### WRITTEN TASK 1
Gather every row below that contains the string "purple" and copy each one in full. Case counts.

### SELECTION
________________________

FIG. 2 represents a longitudinal cross-section of the auxiliary trip device of FIG. 1 when the latter is mounted in a particular manner so as to constitute an auxiliary trip device of the undervoltage type. In FIG. 2, the auxiliary trip device 1 is represented in greater detail. The electromechanical actuating device essentially includes the coil 10 which surrounds a sheath 18 comprising a central hole 20 which passes completely through it longitudinally, and in said sheath there are arranged a fixed core 22, a plunger 24 defining with the fixed core 22 an air-gap 26, a push-rod 28 rigidly secured to the plunger 24 and a first spring 30. The push-rod 28 is in the form of an elongated rod which is threaded through a central hole of the plunger 24 and which is fixed to the plunger 24 by screwing. A first end 32 of the push-rod 28 protrudes slightly out from the plunger 24 and the other opposite end 34 of the push-rod 28 is relatively far from the plunger 24, i.e. a significant part of the push-rod 28 extends (to the right in FIG. 2) over a long distance outside the plunger 24 whereas opposite end 32 extends over a short distance outside the plunger 24 At the level of the part of the push-rod 28 which extends over a long distance outside the plunger 24 on the side where the end 34 is located, the first spring 30 is disposed in such a way as to surround the push-rod 28 whereas the plunger 24 is disposed around the same part of the push-rod 28.
The fixed core 22 comprises a longitudinal hole which passes through said core in such a way as to let the push-rod 28 pass through and in such a way as to constitute, in a part of the fixed core 22, a housing 36 for the first spring 30. The fixed core 22 comprises in addition at the level of its central hole a threaded part 38 in which a stop part 40 is fixed which may be adjusted axially by screwing said part 40 more or less into the threaded part 38.
The first spring 30 bears on one side against an end face of the plunger 24, said face also forming the air-gap 26, and bears on the other side against an end face of the stop part 40. This has the result that the compression force of the first spring 30 tends to move the plunger 24 away from the fixed core 22 and to make the air-gap 26 take a maximum dimension.
The central hole 20 of the sheath 18 comprises a first bore 42 which opens out onto a first end 44 of the sheath, a second bore 46 which opens out at the level of a second opposite end 48 of the sheath and a middle part 50 which has a smaller diameter than the diameter of the first bore 46, the diameters of the bores 42 and 46 being preferably equal.
As has already been described in a general manner with reference to FIG. 1, the assembly details of the energy storage system can be seen in FIG. 2. This energy storage system comprises the blade 4 which is pivotally mounted around the spindle 6 and the second spring 8 which stores energy in order to actuate the blade 4 at high speed. The second spring 8 has an end fixed to a fixed securing part 51 and its other end is fixed to a securing part 52 of the blade 4. The blade 4 comprises a latching end 54 which is located away from the articulation 6. This energy storage system comprises in addition the latch 55 which is pivotally mounted around the spindle 56 and which is permanently biased (counterclockwise in FIG. 2) by means of a spring 57 which is wound around the articulation spindle 6 and which is secured to the case of the unit by means of one of the branches 58 of the spring which presses permanently against a part of the securing part 51. The latch 55 comprises a latching part 60 which cooperates with the latching part 54 of the blade 4, when said blade 4 is in the charged position for which it is moved by pivoting (clockwise in FIG. 2) in the direction which stretches the second spring 8. The blade 4 is designed to command movement of a trip bar (not represented) which is conventionally included in a conventional circuit breaker and which is itself designed to bring about, in conventional manner, breaking of the latch of a circuit breaker operating mechanism itself included in a conventional circuit breaker.

________________________

### INPUT DATA
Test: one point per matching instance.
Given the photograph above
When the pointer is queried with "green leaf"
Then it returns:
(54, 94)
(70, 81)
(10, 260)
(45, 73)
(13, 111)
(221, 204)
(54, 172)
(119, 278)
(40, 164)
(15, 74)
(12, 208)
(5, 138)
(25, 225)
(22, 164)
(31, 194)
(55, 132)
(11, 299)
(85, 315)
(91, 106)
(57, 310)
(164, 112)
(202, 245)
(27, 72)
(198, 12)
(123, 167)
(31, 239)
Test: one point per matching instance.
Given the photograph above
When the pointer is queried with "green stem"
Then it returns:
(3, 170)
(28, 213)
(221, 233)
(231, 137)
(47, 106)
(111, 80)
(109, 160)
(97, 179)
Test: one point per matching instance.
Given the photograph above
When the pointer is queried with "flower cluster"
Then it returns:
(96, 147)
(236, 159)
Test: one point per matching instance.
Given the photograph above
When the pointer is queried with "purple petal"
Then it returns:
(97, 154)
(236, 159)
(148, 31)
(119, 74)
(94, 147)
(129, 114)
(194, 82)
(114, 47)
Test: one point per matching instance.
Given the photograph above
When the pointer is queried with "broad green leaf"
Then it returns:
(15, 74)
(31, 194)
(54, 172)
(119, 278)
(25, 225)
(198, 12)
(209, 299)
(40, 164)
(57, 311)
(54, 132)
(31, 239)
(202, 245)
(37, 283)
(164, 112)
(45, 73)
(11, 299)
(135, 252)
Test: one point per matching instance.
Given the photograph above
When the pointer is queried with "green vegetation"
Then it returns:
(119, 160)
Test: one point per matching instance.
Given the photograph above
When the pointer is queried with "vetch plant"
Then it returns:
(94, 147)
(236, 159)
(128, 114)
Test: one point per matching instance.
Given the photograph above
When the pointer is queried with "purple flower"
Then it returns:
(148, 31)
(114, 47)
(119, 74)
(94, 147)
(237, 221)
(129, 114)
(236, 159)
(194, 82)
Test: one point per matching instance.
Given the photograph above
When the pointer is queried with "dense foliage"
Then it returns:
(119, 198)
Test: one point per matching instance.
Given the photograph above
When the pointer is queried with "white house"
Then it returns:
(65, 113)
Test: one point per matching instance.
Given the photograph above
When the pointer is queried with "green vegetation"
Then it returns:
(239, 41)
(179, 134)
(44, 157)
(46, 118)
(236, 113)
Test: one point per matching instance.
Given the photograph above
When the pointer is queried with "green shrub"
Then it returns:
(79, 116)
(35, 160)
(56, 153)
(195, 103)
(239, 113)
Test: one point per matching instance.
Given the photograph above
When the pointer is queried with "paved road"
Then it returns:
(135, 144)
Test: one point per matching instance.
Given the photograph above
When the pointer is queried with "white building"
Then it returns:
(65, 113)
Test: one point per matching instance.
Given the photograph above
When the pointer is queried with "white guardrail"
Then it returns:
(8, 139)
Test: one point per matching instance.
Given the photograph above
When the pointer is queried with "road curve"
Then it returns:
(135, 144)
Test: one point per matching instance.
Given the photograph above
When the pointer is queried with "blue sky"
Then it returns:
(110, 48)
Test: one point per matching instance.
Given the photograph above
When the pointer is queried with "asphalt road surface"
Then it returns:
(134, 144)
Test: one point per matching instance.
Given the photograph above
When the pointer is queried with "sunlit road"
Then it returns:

________________________

### WRITTEN TASK 2
Please print, word for word, the passage of the trip device description above that opens with "The first spring 30 bears" and closes with "being preferably equal.".

### SOLUTION 1
When the pointer is queried with "purple petal"
When the pointer is queried with "purple flower"

### SOLUTION 2
The first spring 30 bears on one side against an end face of the plunger 24, said face also forming the air-gap 26, and bears on the other side against an end face of the stop part 40. This has the result that the compression force of the first spring 30 tends to move the plunger 24 away from the fixed core 22 and to make the air-gap 26 take a maximum dimension.
The central hole 20 of the sheath 18 comprises a first bore 42 which opens out onto a first end 44 of the sheath, a second bore 46 which opens out at the level of a second opposite end 48 of the sheath and a middle part 50 which has a smaller diameter than the diameter of the first bore 46, the diameters of the bores 42 and 46 being preferably equal.